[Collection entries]
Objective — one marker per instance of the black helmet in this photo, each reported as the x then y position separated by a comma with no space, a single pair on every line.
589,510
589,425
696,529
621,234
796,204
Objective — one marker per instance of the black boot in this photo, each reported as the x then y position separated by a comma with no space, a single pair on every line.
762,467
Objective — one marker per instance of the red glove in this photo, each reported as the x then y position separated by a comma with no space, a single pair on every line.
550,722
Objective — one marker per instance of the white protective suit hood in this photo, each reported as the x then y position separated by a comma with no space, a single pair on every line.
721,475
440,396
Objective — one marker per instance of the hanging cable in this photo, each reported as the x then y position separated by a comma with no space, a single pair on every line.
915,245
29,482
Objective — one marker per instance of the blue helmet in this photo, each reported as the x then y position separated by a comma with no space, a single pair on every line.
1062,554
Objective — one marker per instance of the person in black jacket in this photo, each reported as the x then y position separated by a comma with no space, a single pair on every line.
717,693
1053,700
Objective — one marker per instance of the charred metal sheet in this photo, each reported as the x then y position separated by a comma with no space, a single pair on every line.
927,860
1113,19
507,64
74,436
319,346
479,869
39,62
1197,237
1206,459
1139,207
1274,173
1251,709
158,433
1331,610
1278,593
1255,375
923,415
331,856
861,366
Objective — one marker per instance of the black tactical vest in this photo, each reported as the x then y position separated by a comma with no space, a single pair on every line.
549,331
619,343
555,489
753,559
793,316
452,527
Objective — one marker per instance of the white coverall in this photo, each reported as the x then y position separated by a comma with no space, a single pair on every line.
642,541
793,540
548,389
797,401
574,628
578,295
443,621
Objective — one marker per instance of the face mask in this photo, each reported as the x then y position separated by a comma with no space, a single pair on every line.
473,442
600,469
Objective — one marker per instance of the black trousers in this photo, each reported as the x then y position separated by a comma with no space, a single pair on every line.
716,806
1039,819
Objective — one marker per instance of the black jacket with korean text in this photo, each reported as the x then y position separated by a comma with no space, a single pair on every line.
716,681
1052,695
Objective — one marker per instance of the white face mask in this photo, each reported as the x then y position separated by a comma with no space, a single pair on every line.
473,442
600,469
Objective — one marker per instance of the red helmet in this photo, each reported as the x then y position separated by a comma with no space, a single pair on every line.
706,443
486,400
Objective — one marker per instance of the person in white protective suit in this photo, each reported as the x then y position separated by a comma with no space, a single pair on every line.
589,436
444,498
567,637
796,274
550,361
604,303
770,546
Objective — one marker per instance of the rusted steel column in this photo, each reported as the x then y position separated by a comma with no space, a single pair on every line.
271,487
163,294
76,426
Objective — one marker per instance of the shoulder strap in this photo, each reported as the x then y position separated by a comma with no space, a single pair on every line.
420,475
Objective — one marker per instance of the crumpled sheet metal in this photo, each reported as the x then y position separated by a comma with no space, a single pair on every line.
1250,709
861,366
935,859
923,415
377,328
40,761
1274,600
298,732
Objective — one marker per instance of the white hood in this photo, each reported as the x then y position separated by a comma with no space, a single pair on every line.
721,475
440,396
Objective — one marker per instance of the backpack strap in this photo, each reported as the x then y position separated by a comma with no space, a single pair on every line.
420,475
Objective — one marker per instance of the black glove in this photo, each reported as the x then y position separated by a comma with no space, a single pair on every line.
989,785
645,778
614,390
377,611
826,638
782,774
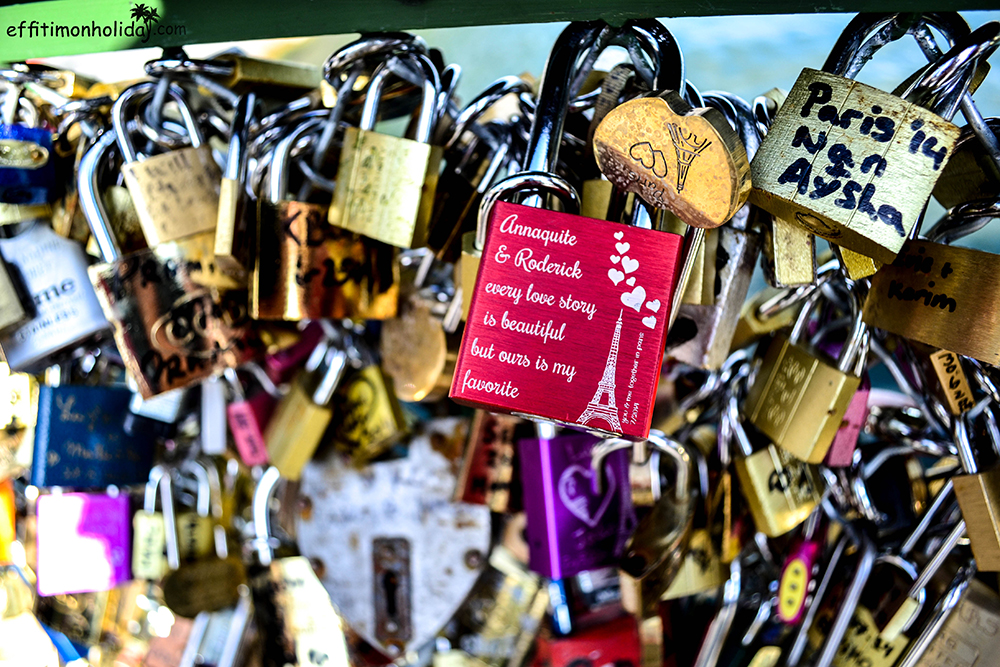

**GOAL OF THE EXERCISE:** The result should be a word-for-word restatement of all the data, without images.

**ANSWER BELOW:**
Objective — one marker per instance of the black helmet in this photo, each reported as the x then y position separated by a comma with no space, a single pair on every line.
589,510
589,425
696,529
621,234
796,204
Objective — one marker per instance of the black boot in this photo, each reported as the x then y position separated by a comma with no space, a single pair on every line.
762,467
Objective — one marker per instance of the red glove in this photo, each reported as the x then y position separated by a comma with no space, a single pair on every line.
550,722
Objective — one marker per instance of the white protective suit hood in this photo, each reported as the x then y position separated by a comma with no space, a single pair on every line.
721,475
440,396
Objective — one marker per instance of the hanging cable in this photo, each reported as the x then y position separated by a comma with no space, a single pair on every line.
915,245
29,482
Objective — one marker per instance of the blue helmet in this photo, each reported as the x then y position separated by a comma with no space, a single pair on every line.
1062,554
Objective — one marker per instance of the person in black jacket in this photo, each reported as the x then y position separated by a comma with no space, a single pair on every line.
717,693
1053,700
Objective — one marker per instance of the charred metal sheet in this photo, each reported as the x then y position separated by a comma with no space, a single pair on every line.
927,860
1113,19
507,64
74,436
319,346
479,869
39,62
1197,237
1206,459
1139,207
1274,173
1251,709
158,433
1331,610
1278,593
1255,375
923,415
331,856
861,366
Objective — one marker per instance of the black tactical vest in this photo, each reported as the x then y position separated by a comma with no space, a single pair on every line.
549,331
619,343
555,489
753,559
793,316
452,527
Objective — one marker per instance of the white coverall in this photo, each reported as the x then y position separated by a comma with no space, a single pair on every line.
642,541
793,540
548,389
797,401
574,628
578,295
443,621
Objective — one marker per instance of the face mask in this photo, each reported as the x then y position separated by a comma with no space, a single pair on every line.
473,442
600,469
Objective — one marker per instance of the black trousers in this photo, each reported as the x then y position separated by a comma with no space, a single pair on every line.
716,806
1039,819
Objective — one marker per instance of the black jacket with korean text in this photo, each reported as the x then y position separated by a comma with no space, a single pair on every line.
716,681
1052,695
Objective — one marker per instance of the white face mask in this photo, each reported as the x then y position separated by a comma with no space, a single pair on every line.
473,442
600,469
Objective — one marker per instance of the red helmet in this photo, each reported as the x then y position separated by a comma with no space, a single pair on every line.
706,443
486,400
Objective — one marker per instance of the person in white protective suit in this photo, each reported as the x then y position separated by a comma with no space, a single pair on every line.
589,436
444,498
567,637
796,274
550,361
604,303
770,546
Objective — one marker per instance of the rusted steel column in this photo, each reported as the x then y position separated by a comma with no space, a single pair on every line.
271,487
163,294
76,426
Objective — one marker per instance of the shoulder strap in this photo, each reported as the x then y position separated by a comma with no space, a single pair on every line.
420,475
Objective — one marker per instance of the crumpled sheet metal in this photo, each reported as the x then y position separated by a comma with no space, a single pair on every line.
1250,709
861,366
935,859
923,415
377,328
40,761
1274,600
298,732
Objective — one marker per instance of the white hood in this photo, each reported as the x then y position separated by a comma with no space, a single pair on every line.
721,475
440,396
Objective — one marker per instance of the backpack strap in this photo, each reported as the x then y position separated by a comma with no space, a single pair on every line.
420,475
Objective — one marker per instance of the black glove in this photo, each reported as the x then y position separated by a comma with no space, a single pair on every line.
989,785
645,778
614,390
377,611
826,638
782,774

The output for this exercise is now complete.